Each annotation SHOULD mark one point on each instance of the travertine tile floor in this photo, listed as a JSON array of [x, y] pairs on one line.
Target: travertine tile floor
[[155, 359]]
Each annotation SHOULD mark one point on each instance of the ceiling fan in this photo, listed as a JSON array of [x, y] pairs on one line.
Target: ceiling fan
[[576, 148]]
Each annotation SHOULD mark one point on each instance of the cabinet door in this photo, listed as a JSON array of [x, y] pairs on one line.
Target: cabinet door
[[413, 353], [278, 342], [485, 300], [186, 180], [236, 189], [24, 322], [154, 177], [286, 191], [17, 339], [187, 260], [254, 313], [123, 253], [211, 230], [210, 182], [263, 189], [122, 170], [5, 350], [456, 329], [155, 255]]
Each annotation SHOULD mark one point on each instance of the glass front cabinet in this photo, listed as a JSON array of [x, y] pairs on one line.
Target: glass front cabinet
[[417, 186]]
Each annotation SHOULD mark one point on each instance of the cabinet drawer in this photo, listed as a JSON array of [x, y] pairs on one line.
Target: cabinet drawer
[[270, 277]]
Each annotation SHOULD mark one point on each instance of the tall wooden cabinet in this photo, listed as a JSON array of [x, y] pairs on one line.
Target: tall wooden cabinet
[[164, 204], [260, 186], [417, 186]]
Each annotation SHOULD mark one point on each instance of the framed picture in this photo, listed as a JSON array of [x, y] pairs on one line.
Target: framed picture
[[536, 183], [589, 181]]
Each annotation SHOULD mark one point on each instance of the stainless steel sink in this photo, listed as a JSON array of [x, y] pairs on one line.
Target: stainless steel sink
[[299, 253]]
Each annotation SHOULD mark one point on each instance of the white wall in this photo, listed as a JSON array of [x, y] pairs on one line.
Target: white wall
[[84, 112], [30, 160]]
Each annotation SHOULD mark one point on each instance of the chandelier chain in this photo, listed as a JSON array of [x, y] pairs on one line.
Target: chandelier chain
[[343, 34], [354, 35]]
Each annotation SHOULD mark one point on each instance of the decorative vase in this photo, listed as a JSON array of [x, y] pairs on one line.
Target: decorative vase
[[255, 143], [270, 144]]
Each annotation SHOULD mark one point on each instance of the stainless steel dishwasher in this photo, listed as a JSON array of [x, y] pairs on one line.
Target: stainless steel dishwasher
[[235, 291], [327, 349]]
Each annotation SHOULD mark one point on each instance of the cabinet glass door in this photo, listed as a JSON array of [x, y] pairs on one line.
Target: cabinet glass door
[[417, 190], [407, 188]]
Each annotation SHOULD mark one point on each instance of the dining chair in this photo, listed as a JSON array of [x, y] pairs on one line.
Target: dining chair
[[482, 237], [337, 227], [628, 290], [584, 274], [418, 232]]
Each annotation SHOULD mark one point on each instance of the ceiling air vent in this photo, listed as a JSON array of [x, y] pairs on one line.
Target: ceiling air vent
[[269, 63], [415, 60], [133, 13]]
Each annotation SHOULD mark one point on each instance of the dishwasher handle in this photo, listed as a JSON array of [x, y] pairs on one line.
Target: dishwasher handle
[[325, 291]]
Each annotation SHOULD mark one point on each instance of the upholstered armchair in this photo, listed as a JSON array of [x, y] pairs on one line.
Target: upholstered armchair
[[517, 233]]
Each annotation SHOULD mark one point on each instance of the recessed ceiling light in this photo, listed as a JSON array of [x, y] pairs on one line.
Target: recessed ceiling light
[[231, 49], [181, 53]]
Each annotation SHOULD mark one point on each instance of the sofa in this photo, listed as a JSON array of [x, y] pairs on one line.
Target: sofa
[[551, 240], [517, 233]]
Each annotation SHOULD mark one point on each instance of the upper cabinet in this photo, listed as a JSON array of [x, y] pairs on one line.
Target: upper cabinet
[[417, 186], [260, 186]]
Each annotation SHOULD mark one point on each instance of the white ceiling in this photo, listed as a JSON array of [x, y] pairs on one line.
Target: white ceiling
______________________________
* [ACTIVITY]
Every record needs to be reproduced exactly, with none skipped.

* [SOLUTION TO THE EXERCISE]
Each annotation SHOULD mark one point on each instance of the travertine tile floor in this photo, listed as a JSON array of [x, y] pairs on one line.
Target: travertine tile floor
[[155, 359]]
Each annotation SHOULD mark one point on each instance of the ceiling fan in this photo, listed as a JSON array of [x, y] pairs on one line.
Target: ceiling fan
[[576, 148]]
Each annotation SHOULD mark one point on each instance of the cabinet door in this photo, listed as a JSON array of [x, y] pairs on one line.
Target: cabinet door
[[413, 353], [278, 342], [485, 300], [186, 180], [236, 189], [24, 322], [154, 177], [286, 191], [17, 339], [187, 260], [254, 313], [123, 253], [211, 230], [210, 182], [263, 189], [122, 170], [5, 350], [456, 329], [155, 255]]
Each annotation SHOULD mark one point on each instance of the glass front cabinet in this photo, listed as a JSON array of [x, y] pairs on one line.
Target: glass front cabinet
[[417, 186]]
Each annotation SHOULD mark one point on each instance of the cabinet drawer in this photo, listed as a JSON array of [x, y] pairs on one line.
Target: cabinet drawer
[[270, 277]]
Each annotation SHOULD mark one point on each instance of the tall wooden cabinet in this photo, listed as a JSON array of [x, y] pairs on one line.
Target: tall wooden cabinet
[[164, 204], [260, 186], [417, 186]]
Each annotation SHOULD mark one point on each instance of the framed picture in this photo, listed as a JSON array of [x, y] pairs on one line.
Target: framed picture
[[536, 183], [589, 181]]
Each annotation SHOULD mark one point on each instance of the stainless steel sink in this photo, listed as a JSON array of [x, y] pairs on one line.
Target: stainless steel sink
[[299, 253]]
Each annotation SHOULD mark one point on each instance of the white wall in this photo, listed as a JSON array of [x, y] pairs on one line.
Target: white wall
[[84, 112], [30, 160]]
Each annotation SHOULD mark one point on each instance of the chandelier chain in this photo, listed as a JSON array of [x, y] pairs on one line.
Target: chandelier chain
[[343, 34], [354, 35]]
Each annotation SHOULD mark one point on each instance of the decorative vase in this photo, listed as a JSON array of [x, y] pairs on one line.
Target: decorative vase
[[255, 143], [270, 144]]
Each annotation SHOULD mark one point on each instance of the stainless steel dishwasher in this photo, listed as a JSON array of [x, y] pairs on one line.
Target: stainless steel dishwasher
[[235, 291], [327, 349]]
Each annotation SHOULD mark one point on each instance of the cabinet glass door in this photo, listed as a JSON array of [x, y] pairs on one line.
Target: cabinet glass door
[[417, 190], [407, 188]]
Each annotation SHOULD mark one point on each instance of the dining chair in this photo, listed as a JSON array of [x, y] pairs on one line.
Target: dining chair
[[482, 237], [337, 227], [628, 290], [584, 274], [418, 232]]
Each annotation SHOULD mark one point on each instance of the ceiling air vent in this photo, listed as a JSON array of [x, y] pairs on one line.
Target: ceiling air vent
[[269, 63], [415, 60], [133, 13]]
Each annotation SHOULD mark one point on each instance of the dishwasher handle in this photo, listed as a JSON array of [x, y] pairs on one line.
Target: dishwasher handle
[[325, 291]]
Each annotation SHOULD mark one point on each instance of the upholstered armchair in this photo, listed as a JSON array of [x, y] pairs on one line.
Target: upholstered armchair
[[517, 233]]
Each annotation SHOULD mark one point on each instance of the recessed ceiling light in this photo, listed as a JSON array of [x, y] pairs on one line.
Target: recessed ceiling light
[[231, 49], [181, 53]]
Each annotation SHOULD mark one point on each instance of the sofa in this photo, listed as a JSON array of [x, y] pairs on one line.
Target: sofa
[[551, 240], [517, 233]]
Each annotation SHOULD mark one point on each instance of the upper cabinet in this photo, listed as a JSON array of [x, y] pairs on one line.
Target: upper cabinet
[[417, 186], [260, 186]]
Each annotation SHOULD mark one point on each instance of the white ceiling in this photo, listed as a JSON array of [x, y] pairs on one line.
Target: white ceiling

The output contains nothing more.